The word to find is "fruit". Copy each line of the material that contains it.

-------------------------

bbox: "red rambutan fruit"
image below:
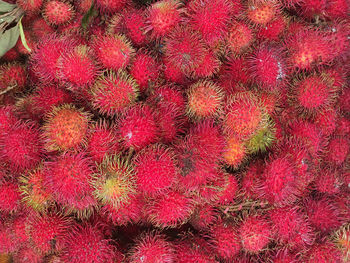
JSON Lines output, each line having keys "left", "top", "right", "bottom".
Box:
{"left": 2, "top": 48, "right": 20, "bottom": 62}
{"left": 42, "top": 104, "right": 90, "bottom": 152}
{"left": 95, "top": 0, "right": 127, "bottom": 14}
{"left": 257, "top": 15, "right": 287, "bottom": 41}
{"left": 134, "top": 144, "right": 178, "bottom": 196}
{"left": 315, "top": 167, "right": 343, "bottom": 195}
{"left": 299, "top": 0, "right": 326, "bottom": 19}
{"left": 0, "top": 121, "right": 42, "bottom": 172}
{"left": 191, "top": 50, "right": 221, "bottom": 79}
{"left": 145, "top": 0, "right": 183, "bottom": 39}
{"left": 246, "top": 0, "right": 280, "bottom": 27}
{"left": 62, "top": 223, "right": 122, "bottom": 263}
{"left": 129, "top": 51, "right": 159, "bottom": 93}
{"left": 186, "top": 80, "right": 224, "bottom": 120}
{"left": 90, "top": 70, "right": 138, "bottom": 117}
{"left": 128, "top": 232, "right": 175, "bottom": 263}
{"left": 238, "top": 214, "right": 272, "bottom": 253}
{"left": 42, "top": 0, "right": 75, "bottom": 26}
{"left": 223, "top": 136, "right": 247, "bottom": 168}
{"left": 175, "top": 236, "right": 216, "bottom": 263}
{"left": 12, "top": 245, "right": 43, "bottom": 263}
{"left": 324, "top": 136, "right": 349, "bottom": 166}
{"left": 147, "top": 85, "right": 185, "bottom": 114}
{"left": 273, "top": 248, "right": 300, "bottom": 263}
{"left": 17, "top": 0, "right": 43, "bottom": 13}
{"left": 92, "top": 154, "right": 136, "bottom": 208}
{"left": 92, "top": 34, "right": 135, "bottom": 71}
{"left": 209, "top": 221, "right": 241, "bottom": 260}
{"left": 146, "top": 190, "right": 194, "bottom": 228}
{"left": 0, "top": 106, "right": 18, "bottom": 137}
{"left": 304, "top": 241, "right": 342, "bottom": 263}
{"left": 0, "top": 180, "right": 21, "bottom": 214}
{"left": 161, "top": 57, "right": 187, "bottom": 84}
{"left": 215, "top": 173, "right": 239, "bottom": 205}
{"left": 57, "top": 45, "right": 98, "bottom": 91}
{"left": 118, "top": 104, "right": 158, "bottom": 150}
{"left": 123, "top": 9, "right": 148, "bottom": 46}
{"left": 226, "top": 20, "right": 254, "bottom": 54}
{"left": 190, "top": 204, "right": 219, "bottom": 230}
{"left": 220, "top": 57, "right": 251, "bottom": 90}
{"left": 43, "top": 153, "right": 96, "bottom": 218}
{"left": 241, "top": 160, "right": 265, "bottom": 199}
{"left": 187, "top": 0, "right": 233, "bottom": 45}
{"left": 0, "top": 62, "right": 26, "bottom": 93}
{"left": 15, "top": 30, "right": 36, "bottom": 56}
{"left": 31, "top": 18, "right": 55, "bottom": 40}
{"left": 325, "top": 0, "right": 349, "bottom": 19}
{"left": 314, "top": 108, "right": 338, "bottom": 136}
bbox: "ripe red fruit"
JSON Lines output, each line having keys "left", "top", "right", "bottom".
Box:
{"left": 304, "top": 241, "right": 342, "bottom": 263}
{"left": 0, "top": 121, "right": 42, "bottom": 172}
{"left": 0, "top": 62, "right": 26, "bottom": 93}
{"left": 43, "top": 0, "right": 75, "bottom": 26}
{"left": 190, "top": 204, "right": 218, "bottom": 230}
{"left": 175, "top": 236, "right": 216, "bottom": 263}
{"left": 92, "top": 34, "right": 135, "bottom": 71}
{"left": 246, "top": 0, "right": 280, "bottom": 26}
{"left": 257, "top": 15, "right": 287, "bottom": 41}
{"left": 299, "top": 0, "right": 326, "bottom": 19}
{"left": 0, "top": 180, "right": 21, "bottom": 214}
{"left": 238, "top": 214, "right": 272, "bottom": 253}
{"left": 128, "top": 232, "right": 175, "bottom": 263}
{"left": 91, "top": 70, "right": 138, "bottom": 117}
{"left": 145, "top": 0, "right": 183, "bottom": 39}
{"left": 42, "top": 104, "right": 90, "bottom": 152}
{"left": 123, "top": 9, "right": 148, "bottom": 46}
{"left": 315, "top": 167, "right": 343, "bottom": 195}
{"left": 324, "top": 136, "right": 349, "bottom": 166}
{"left": 31, "top": 18, "right": 55, "bottom": 40}
{"left": 62, "top": 223, "right": 123, "bottom": 263}
{"left": 0, "top": 106, "right": 18, "bottom": 137}
{"left": 95, "top": 0, "right": 127, "bottom": 14}
{"left": 226, "top": 20, "right": 254, "bottom": 54}
{"left": 118, "top": 104, "right": 158, "bottom": 150}
{"left": 216, "top": 173, "right": 239, "bottom": 205}
{"left": 17, "top": 0, "right": 43, "bottom": 13}
{"left": 146, "top": 190, "right": 194, "bottom": 228}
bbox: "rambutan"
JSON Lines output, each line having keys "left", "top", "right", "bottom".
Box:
{"left": 186, "top": 80, "right": 224, "bottom": 120}
{"left": 226, "top": 20, "right": 254, "bottom": 54}
{"left": 0, "top": 180, "right": 21, "bottom": 214}
{"left": 145, "top": 0, "right": 183, "bottom": 39}
{"left": 118, "top": 104, "right": 158, "bottom": 150}
{"left": 42, "top": 0, "right": 75, "bottom": 26}
{"left": 0, "top": 62, "right": 26, "bottom": 93}
{"left": 223, "top": 136, "right": 247, "bottom": 168}
{"left": 0, "top": 106, "right": 18, "bottom": 137}
{"left": 161, "top": 57, "right": 187, "bottom": 84}
{"left": 123, "top": 9, "right": 148, "bottom": 46}
{"left": 325, "top": 0, "right": 349, "bottom": 19}
{"left": 42, "top": 104, "right": 90, "bottom": 152}
{"left": 129, "top": 51, "right": 159, "bottom": 93}
{"left": 95, "top": 0, "right": 127, "bottom": 14}
{"left": 314, "top": 108, "right": 338, "bottom": 136}
{"left": 324, "top": 136, "right": 349, "bottom": 166}
{"left": 134, "top": 144, "right": 178, "bottom": 196}
{"left": 246, "top": 0, "right": 280, "bottom": 26}
{"left": 62, "top": 223, "right": 122, "bottom": 263}
{"left": 304, "top": 241, "right": 342, "bottom": 263}
{"left": 92, "top": 154, "right": 136, "bottom": 208}
{"left": 128, "top": 232, "right": 175, "bottom": 263}
{"left": 220, "top": 57, "right": 251, "bottom": 90}
{"left": 334, "top": 224, "right": 350, "bottom": 262}
{"left": 299, "top": 0, "right": 326, "bottom": 19}
{"left": 257, "top": 15, "right": 287, "bottom": 41}
{"left": 17, "top": 0, "right": 43, "bottom": 13}
{"left": 215, "top": 173, "right": 239, "bottom": 205}
{"left": 12, "top": 245, "right": 43, "bottom": 263}
{"left": 90, "top": 70, "right": 138, "bottom": 117}
{"left": 190, "top": 204, "right": 218, "bottom": 230}
{"left": 147, "top": 85, "right": 185, "bottom": 114}
{"left": 314, "top": 167, "right": 343, "bottom": 195}
{"left": 92, "top": 34, "right": 135, "bottom": 71}
{"left": 31, "top": 18, "right": 55, "bottom": 40}
{"left": 0, "top": 121, "right": 42, "bottom": 172}
{"left": 191, "top": 50, "right": 221, "bottom": 79}
{"left": 146, "top": 190, "right": 194, "bottom": 228}
{"left": 238, "top": 214, "right": 272, "bottom": 253}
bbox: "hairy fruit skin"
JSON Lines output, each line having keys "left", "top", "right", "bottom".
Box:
{"left": 43, "top": 0, "right": 75, "bottom": 26}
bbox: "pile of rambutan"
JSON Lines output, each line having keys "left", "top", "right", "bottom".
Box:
{"left": 0, "top": 0, "right": 349, "bottom": 261}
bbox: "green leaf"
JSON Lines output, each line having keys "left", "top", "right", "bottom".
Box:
{"left": 81, "top": 2, "right": 96, "bottom": 30}
{"left": 18, "top": 18, "right": 31, "bottom": 53}
{"left": 0, "top": 0, "right": 16, "bottom": 12}
{"left": 0, "top": 23, "right": 19, "bottom": 57}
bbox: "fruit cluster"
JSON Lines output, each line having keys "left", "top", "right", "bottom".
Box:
{"left": 0, "top": 0, "right": 349, "bottom": 262}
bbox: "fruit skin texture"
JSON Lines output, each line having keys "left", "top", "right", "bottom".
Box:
{"left": 119, "top": 104, "right": 158, "bottom": 150}
{"left": 42, "top": 104, "right": 90, "bottom": 152}
{"left": 175, "top": 237, "right": 217, "bottom": 263}
{"left": 16, "top": 0, "right": 43, "bottom": 13}
{"left": 238, "top": 214, "right": 272, "bottom": 253}
{"left": 223, "top": 136, "right": 247, "bottom": 167}
{"left": 134, "top": 144, "right": 178, "bottom": 196}
{"left": 324, "top": 136, "right": 349, "bottom": 166}
{"left": 304, "top": 241, "right": 343, "bottom": 263}
{"left": 43, "top": 0, "right": 75, "bottom": 26}
{"left": 62, "top": 223, "right": 122, "bottom": 263}
{"left": 128, "top": 232, "right": 175, "bottom": 263}
{"left": 95, "top": 0, "right": 127, "bottom": 14}
{"left": 0, "top": 121, "right": 42, "bottom": 172}
{"left": 0, "top": 62, "right": 27, "bottom": 93}
{"left": 0, "top": 180, "right": 21, "bottom": 214}
{"left": 227, "top": 20, "right": 254, "bottom": 54}
{"left": 123, "top": 9, "right": 148, "bottom": 46}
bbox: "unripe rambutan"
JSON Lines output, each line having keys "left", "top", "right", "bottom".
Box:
{"left": 189, "top": 204, "right": 218, "bottom": 230}
{"left": 26, "top": 213, "right": 71, "bottom": 254}
{"left": 95, "top": 0, "right": 127, "bottom": 14}
{"left": 0, "top": 121, "right": 42, "bottom": 172}
{"left": 226, "top": 20, "right": 254, "bottom": 54}
{"left": 134, "top": 144, "right": 178, "bottom": 196}
{"left": 145, "top": 0, "right": 183, "bottom": 39}
{"left": 187, "top": 0, "right": 233, "bottom": 44}
{"left": 90, "top": 70, "right": 138, "bottom": 117}
{"left": 42, "top": 104, "right": 90, "bottom": 152}
{"left": 19, "top": 166, "right": 52, "bottom": 211}
{"left": 43, "top": 153, "right": 96, "bottom": 218}
{"left": 123, "top": 9, "right": 148, "bottom": 46}
{"left": 62, "top": 223, "right": 122, "bottom": 263}
{"left": 118, "top": 104, "right": 158, "bottom": 150}
{"left": 304, "top": 241, "right": 342, "bottom": 263}
{"left": 269, "top": 206, "right": 315, "bottom": 248}
{"left": 0, "top": 180, "right": 21, "bottom": 214}
{"left": 129, "top": 51, "right": 159, "bottom": 93}
{"left": 324, "top": 136, "right": 349, "bottom": 166}
{"left": 0, "top": 62, "right": 26, "bottom": 93}
{"left": 92, "top": 154, "right": 136, "bottom": 208}
{"left": 238, "top": 214, "right": 272, "bottom": 253}
{"left": 128, "top": 232, "right": 175, "bottom": 263}
{"left": 43, "top": 0, "right": 75, "bottom": 26}
{"left": 186, "top": 80, "right": 224, "bottom": 120}
{"left": 305, "top": 197, "right": 344, "bottom": 233}
{"left": 146, "top": 190, "right": 194, "bottom": 228}
{"left": 92, "top": 34, "right": 135, "bottom": 71}
{"left": 223, "top": 136, "right": 247, "bottom": 168}
{"left": 17, "top": 0, "right": 43, "bottom": 13}
{"left": 246, "top": 0, "right": 280, "bottom": 26}
{"left": 57, "top": 45, "right": 97, "bottom": 91}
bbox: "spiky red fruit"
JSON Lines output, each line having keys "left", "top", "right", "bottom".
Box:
{"left": 299, "top": 0, "right": 326, "bottom": 19}
{"left": 129, "top": 52, "right": 159, "bottom": 92}
{"left": 145, "top": 0, "right": 183, "bottom": 39}
{"left": 119, "top": 104, "right": 158, "bottom": 150}
{"left": 273, "top": 249, "right": 299, "bottom": 263}
{"left": 314, "top": 167, "right": 343, "bottom": 195}
{"left": 0, "top": 180, "right": 21, "bottom": 214}
{"left": 190, "top": 204, "right": 218, "bottom": 230}
{"left": 93, "top": 34, "right": 135, "bottom": 71}
{"left": 304, "top": 241, "right": 342, "bottom": 263}
{"left": 325, "top": 0, "right": 349, "bottom": 19}
{"left": 43, "top": 153, "right": 96, "bottom": 217}
{"left": 95, "top": 0, "right": 127, "bottom": 14}
{"left": 134, "top": 144, "right": 178, "bottom": 196}
{"left": 0, "top": 106, "right": 18, "bottom": 137}
{"left": 123, "top": 9, "right": 148, "bottom": 46}
{"left": 31, "top": 18, "right": 55, "bottom": 40}
{"left": 62, "top": 223, "right": 122, "bottom": 263}
{"left": 246, "top": 0, "right": 279, "bottom": 26}
{"left": 257, "top": 15, "right": 287, "bottom": 41}
{"left": 175, "top": 237, "right": 216, "bottom": 263}
{"left": 222, "top": 136, "right": 247, "bottom": 168}
{"left": 0, "top": 121, "right": 42, "bottom": 172}
{"left": 13, "top": 245, "right": 43, "bottom": 263}
{"left": 57, "top": 45, "right": 97, "bottom": 91}
{"left": 17, "top": 0, "right": 43, "bottom": 13}
{"left": 216, "top": 173, "right": 239, "bottom": 205}
{"left": 146, "top": 190, "right": 194, "bottom": 228}
{"left": 187, "top": 0, "right": 232, "bottom": 44}
{"left": 209, "top": 221, "right": 241, "bottom": 260}
{"left": 42, "top": 104, "right": 90, "bottom": 152}
{"left": 186, "top": 80, "right": 224, "bottom": 120}
{"left": 324, "top": 136, "right": 349, "bottom": 166}
{"left": 239, "top": 214, "right": 272, "bottom": 253}
{"left": 91, "top": 70, "right": 138, "bottom": 117}
{"left": 129, "top": 232, "right": 175, "bottom": 263}
{"left": 0, "top": 62, "right": 26, "bottom": 93}
{"left": 43, "top": 0, "right": 75, "bottom": 26}
{"left": 226, "top": 20, "right": 254, "bottom": 54}
{"left": 269, "top": 206, "right": 314, "bottom": 248}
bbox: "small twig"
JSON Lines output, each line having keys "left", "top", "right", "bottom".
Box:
{"left": 0, "top": 85, "right": 17, "bottom": 95}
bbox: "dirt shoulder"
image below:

-------------------------

◆ Expected answer ◆
bbox: "red rambutan fruit"
bbox: "ripe red fruit"
bbox: "hairy fruit skin"
bbox: "fruit cluster"
bbox: "fruit skin texture"
bbox: "spiky red fruit"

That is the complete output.